_ФРАГМЕНТ ДЛЯ ЧТЕНИЯ_:
#####

Л. Андреев один из первых среди писателей своего времени с глубоким психологизмом художественно исследовал социально-этическую проблему отчуждения личности, придавленной бездушием эгоистического общества в мире корысти, неравенства и несвободы. Глухие стоны обездоленных, их отчаянные вопли слышны в рассказах «Памятник», «Валя», «Книга», «В подвале», «Случай» и ряде других. В них «маленький» человек не столько живет, сколько прозябает, уныло и безрадостно влачит свои дни, лишенный надежд на лучшее.
Иногда у Л. Андреева появляются люди, одержимые мечтой о счастье, но по мере развертывания авторского повествования выясняется, что их мечты иллюзорны, несбыточны в реальной русской действительности. Путь разочарований проходят, например, герои рассказа «Ангелочек».

#####

_ЗАПИСАННЫЕ ДАННЫЕ_:

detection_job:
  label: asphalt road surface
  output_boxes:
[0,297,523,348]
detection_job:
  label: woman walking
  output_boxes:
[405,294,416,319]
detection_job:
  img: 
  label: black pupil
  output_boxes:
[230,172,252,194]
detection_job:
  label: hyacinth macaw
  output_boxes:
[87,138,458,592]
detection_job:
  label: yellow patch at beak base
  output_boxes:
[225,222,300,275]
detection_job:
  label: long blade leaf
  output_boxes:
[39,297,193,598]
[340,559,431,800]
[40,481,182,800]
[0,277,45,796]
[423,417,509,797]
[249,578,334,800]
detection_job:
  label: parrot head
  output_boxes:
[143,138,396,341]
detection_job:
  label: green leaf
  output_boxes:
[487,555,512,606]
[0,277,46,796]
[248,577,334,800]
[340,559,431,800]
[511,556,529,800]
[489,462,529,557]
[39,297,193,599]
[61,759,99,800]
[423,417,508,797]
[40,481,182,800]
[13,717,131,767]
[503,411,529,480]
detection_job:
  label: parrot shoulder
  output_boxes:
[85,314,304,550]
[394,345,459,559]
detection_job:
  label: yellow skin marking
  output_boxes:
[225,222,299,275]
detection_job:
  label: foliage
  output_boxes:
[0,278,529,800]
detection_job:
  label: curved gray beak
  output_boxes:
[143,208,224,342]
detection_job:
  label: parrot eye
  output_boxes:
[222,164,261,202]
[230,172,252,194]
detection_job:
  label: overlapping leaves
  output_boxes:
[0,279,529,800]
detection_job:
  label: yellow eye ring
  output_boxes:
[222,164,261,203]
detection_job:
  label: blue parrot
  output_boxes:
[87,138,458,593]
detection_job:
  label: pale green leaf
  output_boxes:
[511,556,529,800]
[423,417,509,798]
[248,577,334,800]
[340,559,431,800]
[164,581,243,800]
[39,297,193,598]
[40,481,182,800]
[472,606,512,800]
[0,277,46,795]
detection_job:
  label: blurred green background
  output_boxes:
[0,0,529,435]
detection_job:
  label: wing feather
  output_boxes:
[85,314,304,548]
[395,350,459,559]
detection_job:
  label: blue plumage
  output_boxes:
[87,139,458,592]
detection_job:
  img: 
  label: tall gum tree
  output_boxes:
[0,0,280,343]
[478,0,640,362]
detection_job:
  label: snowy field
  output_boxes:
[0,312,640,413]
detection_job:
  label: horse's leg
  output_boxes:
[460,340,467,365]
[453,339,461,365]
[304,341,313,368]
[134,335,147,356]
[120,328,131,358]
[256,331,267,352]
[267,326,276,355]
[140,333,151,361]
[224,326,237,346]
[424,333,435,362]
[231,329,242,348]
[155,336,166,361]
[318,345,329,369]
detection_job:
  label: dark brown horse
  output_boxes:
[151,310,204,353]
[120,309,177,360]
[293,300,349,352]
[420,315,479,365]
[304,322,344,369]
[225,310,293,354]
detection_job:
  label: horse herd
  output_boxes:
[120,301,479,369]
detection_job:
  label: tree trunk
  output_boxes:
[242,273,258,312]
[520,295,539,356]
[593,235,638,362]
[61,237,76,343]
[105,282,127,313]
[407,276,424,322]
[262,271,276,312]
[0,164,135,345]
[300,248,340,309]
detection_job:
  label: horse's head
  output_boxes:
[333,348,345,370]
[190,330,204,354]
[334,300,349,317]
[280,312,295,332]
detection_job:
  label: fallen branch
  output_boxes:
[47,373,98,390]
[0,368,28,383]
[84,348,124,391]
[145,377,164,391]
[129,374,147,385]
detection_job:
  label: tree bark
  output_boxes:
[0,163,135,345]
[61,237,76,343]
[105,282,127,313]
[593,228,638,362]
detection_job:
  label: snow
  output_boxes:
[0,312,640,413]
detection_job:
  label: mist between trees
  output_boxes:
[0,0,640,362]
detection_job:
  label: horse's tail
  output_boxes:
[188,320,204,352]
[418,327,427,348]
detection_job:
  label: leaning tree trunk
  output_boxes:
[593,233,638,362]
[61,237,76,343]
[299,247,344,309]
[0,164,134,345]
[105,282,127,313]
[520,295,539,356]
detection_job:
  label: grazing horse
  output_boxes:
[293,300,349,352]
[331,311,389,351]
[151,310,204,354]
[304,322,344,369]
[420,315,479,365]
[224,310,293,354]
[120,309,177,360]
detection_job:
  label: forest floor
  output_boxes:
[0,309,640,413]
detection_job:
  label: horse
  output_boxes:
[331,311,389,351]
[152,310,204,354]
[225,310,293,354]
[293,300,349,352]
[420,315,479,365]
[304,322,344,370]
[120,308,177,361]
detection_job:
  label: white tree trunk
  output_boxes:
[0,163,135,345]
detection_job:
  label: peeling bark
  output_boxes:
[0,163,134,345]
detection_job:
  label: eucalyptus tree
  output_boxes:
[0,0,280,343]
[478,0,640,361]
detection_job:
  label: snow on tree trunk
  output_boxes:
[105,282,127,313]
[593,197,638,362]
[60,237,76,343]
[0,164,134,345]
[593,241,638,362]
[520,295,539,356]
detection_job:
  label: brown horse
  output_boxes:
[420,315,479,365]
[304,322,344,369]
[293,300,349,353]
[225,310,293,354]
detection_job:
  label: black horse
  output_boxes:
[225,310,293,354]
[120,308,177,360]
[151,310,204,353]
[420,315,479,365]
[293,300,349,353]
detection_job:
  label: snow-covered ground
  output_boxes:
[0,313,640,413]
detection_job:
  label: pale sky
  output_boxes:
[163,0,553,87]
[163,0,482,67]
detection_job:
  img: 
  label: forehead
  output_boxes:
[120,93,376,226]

#####

Пожалуйста, перепишите из фрагмента об Л. Андрееве дословно отрывок, начиная со слов «Л. Андреев один» и заканчивая словами «надежд на лучшее.». Эти пункты никак не связаны с фрагментом.

Л. Андреев один из первых среди писателей своего времени с глубоким психологизмом художественно исследовал социально-этическую проблему отчуждения личности, придавленной бездушием эгоистического общества в мире корысти, неравенства и несвободы. Глухие стоны обездоленных, их отчаянные вопли слышны в рассказах «Памятник», «Валя», «Книга», «В подвале», «Случай» и ряде других. В них «маленький» человек не столько живет, сколько прозябает, уныло и безрадостно влачит свои дни, лишенный надежд на лучшее.